> [WHAT TO PRODUCE]
Quote the records that follow in full, leaving the pictures out.

> [MATERIALS PROVIDED]

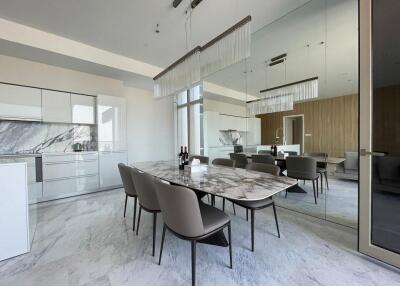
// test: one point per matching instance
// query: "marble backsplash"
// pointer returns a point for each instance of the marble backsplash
(18, 137)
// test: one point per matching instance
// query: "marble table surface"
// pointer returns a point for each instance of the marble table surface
(230, 183)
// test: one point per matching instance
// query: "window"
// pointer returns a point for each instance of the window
(190, 119)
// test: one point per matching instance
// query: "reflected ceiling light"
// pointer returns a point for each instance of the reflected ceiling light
(281, 98)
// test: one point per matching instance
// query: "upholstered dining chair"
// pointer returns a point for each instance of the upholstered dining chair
(303, 168)
(263, 158)
(188, 219)
(262, 204)
(203, 159)
(321, 167)
(240, 160)
(226, 163)
(129, 188)
(146, 190)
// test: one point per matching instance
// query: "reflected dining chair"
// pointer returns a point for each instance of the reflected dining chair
(321, 167)
(261, 204)
(129, 188)
(263, 158)
(226, 163)
(303, 168)
(203, 159)
(240, 160)
(146, 190)
(188, 219)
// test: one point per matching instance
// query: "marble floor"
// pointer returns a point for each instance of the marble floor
(86, 241)
(339, 204)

> [RESULT OF THE EXERCISE]
// test: one point per matching instance
// query: "marble backsplash"
// pointer returns a point for each instance of the marble backsplash
(18, 137)
// test: one point per matching instance
// query: "marble table surface"
// pointer returns a point for each instance of the marble table surface
(230, 183)
// test: one point per matching instance
// query: "window"
// pointer returns a point for each instance of the window
(190, 119)
// test: one point per matching instance
// query: "reflected ceiling light"
// pointer returns a point for each instance of the reflected ceiling light
(281, 98)
// test: one point per matching instance
// query: "upholstered dining chair"
// pointer returns a point for each instance of the upholstered dining chair
(303, 168)
(263, 158)
(188, 219)
(262, 204)
(203, 159)
(321, 167)
(240, 160)
(226, 163)
(129, 188)
(146, 190)
// test: one point per matching instance
// query: "reflected dining chair"
// pointer returns a point for each instance of the reflected dining chair
(321, 167)
(261, 204)
(129, 188)
(263, 158)
(226, 163)
(303, 168)
(203, 159)
(240, 160)
(146, 190)
(188, 219)
// test: one point per matching instance
// query: "marble floor"
// pointer returns a point for each instance of the marble floor
(86, 241)
(339, 204)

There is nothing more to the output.